Return each line of the rows below that contains the string "Entity".

Rows from a box labeling dataset
*-*-*
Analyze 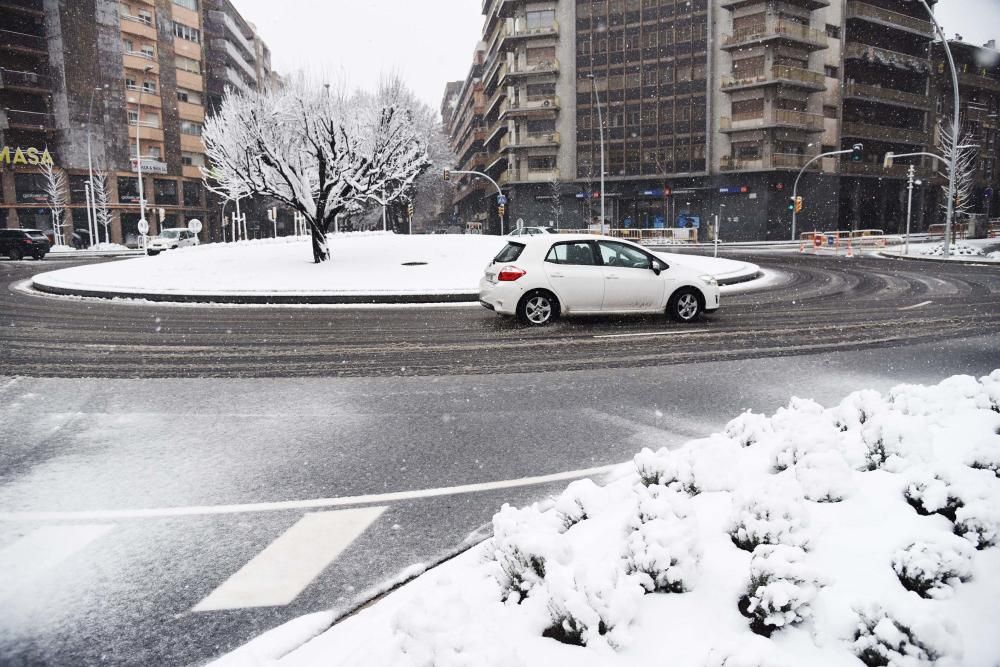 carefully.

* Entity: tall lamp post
[135,65,153,248]
[906,0,961,257]
[587,74,605,233]
[87,84,106,245]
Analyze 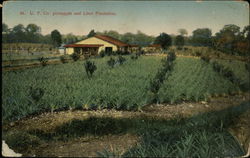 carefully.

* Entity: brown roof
[148,44,161,47]
[64,44,103,47]
[129,44,139,47]
[94,35,128,47]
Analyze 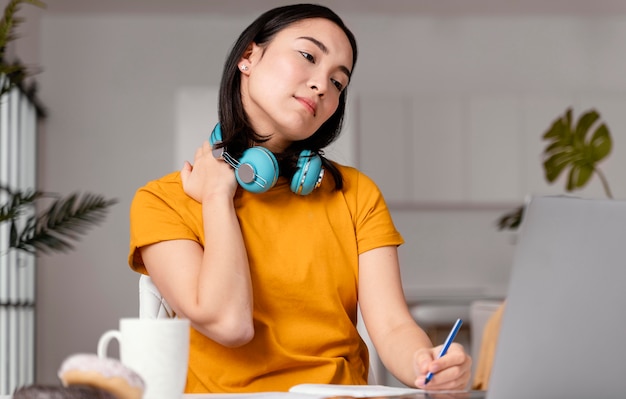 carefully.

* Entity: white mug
[98,318,189,399]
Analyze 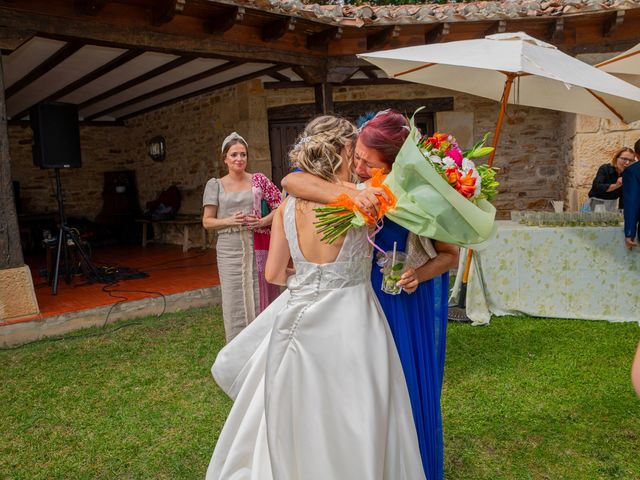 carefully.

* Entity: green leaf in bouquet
[466,147,493,159]
[462,132,491,158]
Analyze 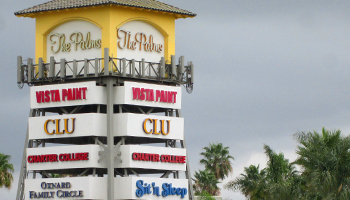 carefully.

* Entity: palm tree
[192,170,220,196]
[0,153,14,189]
[225,165,266,200]
[295,128,350,199]
[199,143,234,180]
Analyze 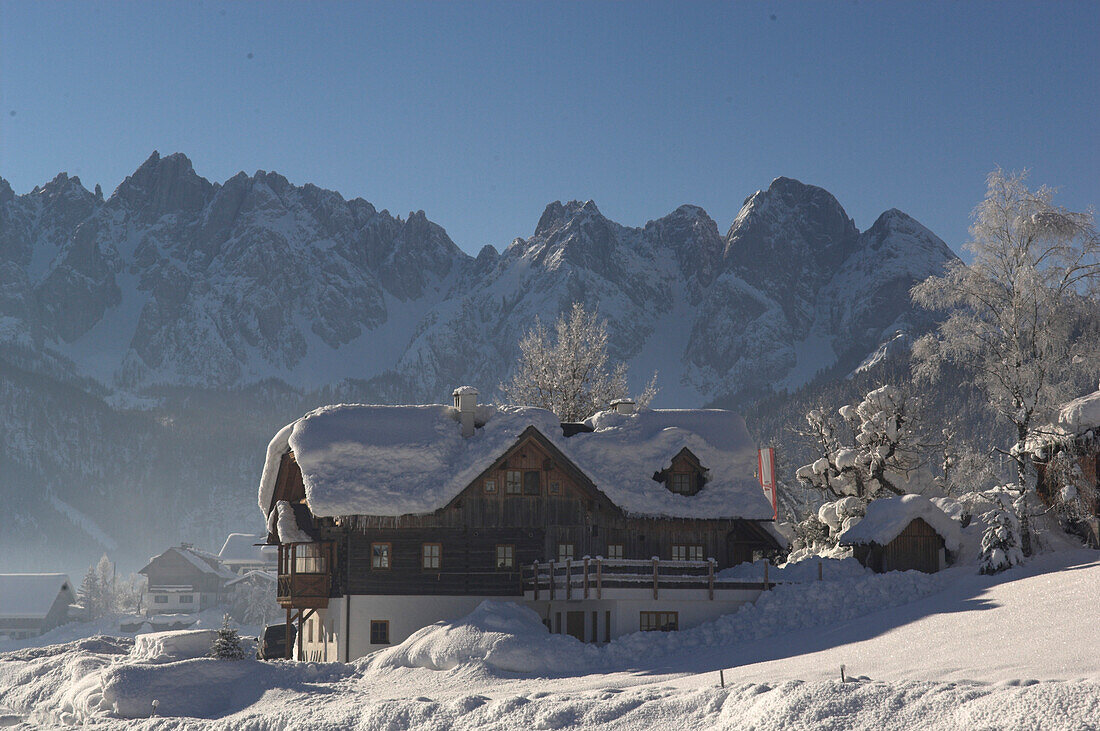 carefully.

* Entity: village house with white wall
[0,574,81,640]
[260,387,783,662]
*-*-*
→ Response:
* Entity: tall lamp post
* Entity: brown roof
* Entity: white mug
* Entity: green leaf in bouquet
* Entity: palm tree
* Entity: village house with white wall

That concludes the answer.